• _Your task_: Write out every record below exactly as it appears.

Stored items
((

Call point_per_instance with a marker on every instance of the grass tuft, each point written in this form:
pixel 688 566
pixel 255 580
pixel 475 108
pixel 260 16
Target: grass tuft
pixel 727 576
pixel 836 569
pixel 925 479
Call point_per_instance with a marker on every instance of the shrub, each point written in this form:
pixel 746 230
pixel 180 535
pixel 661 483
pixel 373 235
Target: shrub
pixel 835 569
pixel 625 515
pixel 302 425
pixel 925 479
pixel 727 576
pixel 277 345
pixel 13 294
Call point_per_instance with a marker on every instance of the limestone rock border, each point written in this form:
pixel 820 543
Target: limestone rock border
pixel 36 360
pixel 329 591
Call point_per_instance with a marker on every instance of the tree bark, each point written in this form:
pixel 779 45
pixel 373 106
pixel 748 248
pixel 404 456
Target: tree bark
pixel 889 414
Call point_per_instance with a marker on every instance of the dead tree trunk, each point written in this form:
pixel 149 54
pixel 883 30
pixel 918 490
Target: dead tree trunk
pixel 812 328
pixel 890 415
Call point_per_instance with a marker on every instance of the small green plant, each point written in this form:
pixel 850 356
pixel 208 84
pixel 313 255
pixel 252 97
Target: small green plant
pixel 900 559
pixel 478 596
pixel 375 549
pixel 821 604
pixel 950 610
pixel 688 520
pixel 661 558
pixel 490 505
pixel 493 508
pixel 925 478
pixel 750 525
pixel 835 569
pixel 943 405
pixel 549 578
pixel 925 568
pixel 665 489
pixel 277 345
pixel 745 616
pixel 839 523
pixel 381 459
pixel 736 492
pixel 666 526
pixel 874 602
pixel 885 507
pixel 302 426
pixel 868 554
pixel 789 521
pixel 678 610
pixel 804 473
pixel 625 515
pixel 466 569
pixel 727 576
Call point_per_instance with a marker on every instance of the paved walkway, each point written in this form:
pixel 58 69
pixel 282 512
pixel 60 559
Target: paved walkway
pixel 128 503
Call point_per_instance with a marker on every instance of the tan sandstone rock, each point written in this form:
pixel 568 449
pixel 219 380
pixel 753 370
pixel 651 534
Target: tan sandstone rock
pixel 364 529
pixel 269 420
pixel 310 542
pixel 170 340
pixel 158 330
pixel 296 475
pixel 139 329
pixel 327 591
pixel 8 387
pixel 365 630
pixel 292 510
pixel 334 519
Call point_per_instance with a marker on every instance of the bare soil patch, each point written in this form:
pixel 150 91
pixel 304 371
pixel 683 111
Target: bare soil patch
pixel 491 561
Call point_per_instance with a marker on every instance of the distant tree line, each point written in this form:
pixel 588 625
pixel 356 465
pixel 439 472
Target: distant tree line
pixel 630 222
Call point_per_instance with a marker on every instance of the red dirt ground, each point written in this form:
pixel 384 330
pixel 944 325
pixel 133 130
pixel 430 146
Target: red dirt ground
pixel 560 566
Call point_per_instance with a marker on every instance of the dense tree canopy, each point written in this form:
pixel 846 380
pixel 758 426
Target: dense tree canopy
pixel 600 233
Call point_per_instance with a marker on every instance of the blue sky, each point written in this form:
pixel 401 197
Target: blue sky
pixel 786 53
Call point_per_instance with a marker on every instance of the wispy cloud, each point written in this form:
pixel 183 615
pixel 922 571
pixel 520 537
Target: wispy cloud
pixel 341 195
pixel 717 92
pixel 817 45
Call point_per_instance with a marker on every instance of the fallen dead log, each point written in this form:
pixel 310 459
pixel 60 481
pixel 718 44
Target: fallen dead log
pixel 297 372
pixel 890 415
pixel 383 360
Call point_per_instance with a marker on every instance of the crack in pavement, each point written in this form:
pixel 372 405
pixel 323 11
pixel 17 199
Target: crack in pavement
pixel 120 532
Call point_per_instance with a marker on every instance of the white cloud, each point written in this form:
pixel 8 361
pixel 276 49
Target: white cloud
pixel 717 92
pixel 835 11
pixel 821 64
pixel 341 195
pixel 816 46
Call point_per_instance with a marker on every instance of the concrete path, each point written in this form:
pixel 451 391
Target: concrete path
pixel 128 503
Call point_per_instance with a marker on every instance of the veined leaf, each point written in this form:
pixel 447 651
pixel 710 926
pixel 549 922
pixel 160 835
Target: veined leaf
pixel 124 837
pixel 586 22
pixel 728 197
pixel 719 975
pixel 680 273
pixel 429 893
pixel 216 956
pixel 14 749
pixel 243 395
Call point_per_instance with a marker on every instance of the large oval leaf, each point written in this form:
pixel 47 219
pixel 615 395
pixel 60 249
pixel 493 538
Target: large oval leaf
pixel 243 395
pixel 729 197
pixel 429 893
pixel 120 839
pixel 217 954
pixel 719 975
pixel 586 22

))

• _Your response_:
Call point_per_instance with a marker on every instance of the grass tuft, each point written in this form:
pixel 688 566
pixel 255 580
pixel 475 108
pixel 260 16
Target: grass tuft
pixel 727 576
pixel 836 569
pixel 925 479
Call point_per_instance with a marker on every instance of the shrub, each point written in this form:
pixel 746 230
pixel 180 535
pixel 661 483
pixel 373 235
Target: shrub
pixel 835 569
pixel 625 515
pixel 302 425
pixel 925 479
pixel 727 576
pixel 277 345
pixel 13 294
Call point_per_instance with a marker on every instance of the limestone rock border, each point written in this form:
pixel 820 543
Target: limestone rock border
pixel 36 360
pixel 329 591
Call point_per_instance with a marker on every instance of the tree bark, each point written in this form:
pixel 779 45
pixel 373 106
pixel 748 248
pixel 404 456
Target: tree bark
pixel 889 414
Call point_per_instance with a marker on every instance of the dead tree trunk, each point written in this form:
pixel 149 54
pixel 883 30
pixel 918 490
Target: dead tree trunk
pixel 812 328
pixel 890 415
Call point_per_instance with a marker on every instance of the small green plant, each point written in this form:
pixel 850 356
pixel 208 84
pixel 313 255
pixel 252 97
Target: small green plant
pixel 900 559
pixel 478 596
pixel 375 549
pixel 821 604
pixel 950 610
pixel 688 520
pixel 661 558
pixel 490 505
pixel 493 508
pixel 925 478
pixel 750 525
pixel 835 569
pixel 943 405
pixel 549 578
pixel 925 568
pixel 665 489
pixel 277 345
pixel 745 616
pixel 839 523
pixel 381 459
pixel 736 492
pixel 666 526
pixel 874 602
pixel 885 507
pixel 302 426
pixel 868 554
pixel 789 521
pixel 678 610
pixel 804 473
pixel 625 515
pixel 466 569
pixel 727 576
Call point_per_instance with a marker on every instance of the paved walkway, each point written in this form:
pixel 58 69
pixel 282 512
pixel 60 559
Target: paved walkway
pixel 128 503
Call point_per_instance with a marker on every instance of the tan sandstone rock, each point written in this form:
pixel 568 449
pixel 219 380
pixel 753 370
pixel 651 534
Target: tan sandstone rock
pixel 364 529
pixel 269 420
pixel 310 542
pixel 170 340
pixel 158 330
pixel 296 475
pixel 139 329
pixel 327 591
pixel 8 387
pixel 365 630
pixel 292 510
pixel 334 519
Call point_per_instance with a marker on every instance of the bare soil patch, each point written in this form:
pixel 150 91
pixel 304 371
pixel 683 111
Target: bare soil patch
pixel 491 561
Call point_per_instance with a marker on every instance of the distant tree line, each point written in this form:
pixel 588 625
pixel 356 465
pixel 439 472
Target: distant tree line
pixel 630 222
Call point_per_instance with a marker on every instance of the red dirt ground, each point written in this form:
pixel 384 330
pixel 944 325
pixel 133 130
pixel 430 146
Target: red dirt ground
pixel 560 566
Call point_per_instance with a marker on every instance of the dense tree canopy, each point written in this form:
pixel 846 380
pixel 758 426
Target: dense tree canopy
pixel 600 233
Call point_per_instance with a marker on every instance of the blue sky, each point written in this form:
pixel 401 197
Target: blue sky
pixel 786 53
Call point_per_instance with a marker on every instance of the wispy cloud, each point written in this form:
pixel 183 615
pixel 922 571
pixel 520 537
Target: wispy cloud
pixel 341 195
pixel 717 92
pixel 817 45
Call point_per_instance with a marker on every instance of the fallen dead log, each point written in this form:
pixel 310 459
pixel 60 481
pixel 718 44
Target: fallen dead log
pixel 297 372
pixel 890 415
pixel 383 360
Call point_per_instance with a marker on every instance of the crack in pavement, each point written in this form:
pixel 372 405
pixel 323 11
pixel 17 199
Target: crack in pavement
pixel 120 532
Call point_per_instance with a marker on every instance of the white cloud, each point written in this form:
pixel 8 361
pixel 276 49
Target: white cloud
pixel 717 92
pixel 835 11
pixel 821 64
pixel 341 195
pixel 816 46
Call point_per_instance with a marker on every instance of the concrete path, each point written in this form:
pixel 451 391
Target: concrete path
pixel 128 503
Call point_per_instance with a marker on every instance of the veined leaf, each point written in this form:
pixel 447 651
pixel 710 926
pixel 549 922
pixel 160 835
Target: veined leaf
pixel 124 837
pixel 586 22
pixel 728 197
pixel 719 975
pixel 680 273
pixel 429 893
pixel 216 956
pixel 14 749
pixel 243 395
Call point_per_instance with a marker on every instance of the large oval leaf, each point written in this form:
pixel 47 219
pixel 615 395
pixel 60 249
pixel 493 538
Target: large oval leaf
pixel 243 395
pixel 729 197
pixel 429 893
pixel 120 839
pixel 217 954
pixel 719 975
pixel 586 22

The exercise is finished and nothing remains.